● 原文
概述
- Connector编写两个重要部分
一、启动时代码实践
- DynamicTableFatory类
- DynamicTableSource/Sink类
二、运行时（Runtime）代码实现
- 数据类型使用介绍
- StringData类型
附录（以下可以先不看）
Format
- FactoryUtil类
  - TableHelper类
- 包命名规范
插件加载步骤
- 其他细节备忘
ChangelogMode
DataSteam部分
- 与之前版本的区别

概述

本文基于1.12版本。在企业中基于Flink做二次开发，扩展编写新的Connector这个知识一定是要熟练掌握的。
Flink会通过SPI机制扫描所有Factory实现类。所以实现Connector的第一步就是实现Factory。

SQL 中的Connector 主要是实现接口DynamicSourceTableFactory DynamicSinkTableFactory这两个Factory的子接口。
这个地址中有个File Sink Connector，是最精简的Connector了。所有复杂的代码都可以从中衍生出来。可以先学习这个最简单的。
https://github.com/deadwind4/luna-flink/tree/master/flinkx-connectors/flinkx-connector-file

Connector编写两个重要部分

启动时执行的代码
运行时执行的代码

下面将详解讲解每个相关类以及关键节点的实现。

一、启动时代码实践

启动时主要是在Client端执行，主要就是两个类DynamicTableFactory和DynamicTableSource/Sink。

DynamicTableFatory类

Source Sink Lookup三种表创建的统一入口，命名XxxDynamicTableFactory。

● 待完成练习
1. 这篇Flink Connector编写说明基于哪个版本？
2. 从这篇Flink Connector编写说明的最后一句之后接着写下去。

(来自某数据源的记录)
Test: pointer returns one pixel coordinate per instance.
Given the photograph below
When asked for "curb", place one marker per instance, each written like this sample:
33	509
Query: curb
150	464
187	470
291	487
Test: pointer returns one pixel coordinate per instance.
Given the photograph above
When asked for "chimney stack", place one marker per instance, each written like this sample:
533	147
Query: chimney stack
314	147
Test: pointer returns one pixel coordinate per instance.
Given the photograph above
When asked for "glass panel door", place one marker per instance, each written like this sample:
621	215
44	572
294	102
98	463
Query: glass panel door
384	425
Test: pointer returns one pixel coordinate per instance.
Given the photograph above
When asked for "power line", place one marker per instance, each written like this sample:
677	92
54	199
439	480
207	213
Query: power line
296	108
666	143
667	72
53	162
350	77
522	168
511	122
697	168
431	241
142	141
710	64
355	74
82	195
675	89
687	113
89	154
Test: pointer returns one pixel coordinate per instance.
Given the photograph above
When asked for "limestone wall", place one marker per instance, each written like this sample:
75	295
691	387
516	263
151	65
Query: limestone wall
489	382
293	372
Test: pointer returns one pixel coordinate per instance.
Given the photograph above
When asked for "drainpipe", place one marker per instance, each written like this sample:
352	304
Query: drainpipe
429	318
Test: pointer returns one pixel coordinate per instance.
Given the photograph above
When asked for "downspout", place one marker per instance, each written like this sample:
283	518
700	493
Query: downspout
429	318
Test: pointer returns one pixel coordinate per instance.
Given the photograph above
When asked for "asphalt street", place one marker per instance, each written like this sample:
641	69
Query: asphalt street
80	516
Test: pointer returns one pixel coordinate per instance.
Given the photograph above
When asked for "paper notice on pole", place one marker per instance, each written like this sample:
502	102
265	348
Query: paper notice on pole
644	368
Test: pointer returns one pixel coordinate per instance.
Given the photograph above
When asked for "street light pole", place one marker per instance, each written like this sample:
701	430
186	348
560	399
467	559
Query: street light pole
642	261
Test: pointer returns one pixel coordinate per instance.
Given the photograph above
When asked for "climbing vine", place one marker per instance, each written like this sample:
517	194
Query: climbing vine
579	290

● 参考答案
1. 1.12版本。

2.
这个类只做三件事：配置DDL选项、校验用户输入的选项、创建DynamicTableSource/Sink。

1、DDL选项配置

DDL配置选项只需要实现如下3个方法即可。

factoryIdentifier()：Connector唯一标识
requiredOptions()：必选项
optionalOptions()：可选项

factoryIdentifier()方法返回值就对应SQL语句中的connector选项。用于识别唯一的connector。

ConfigOption类

除了’connector’之外的选项都是ConfigOption类型。

public static final ConfigOption<String> URL =
       ConfigOptions.key("url")
        .stringType()
        .noDefaultValue()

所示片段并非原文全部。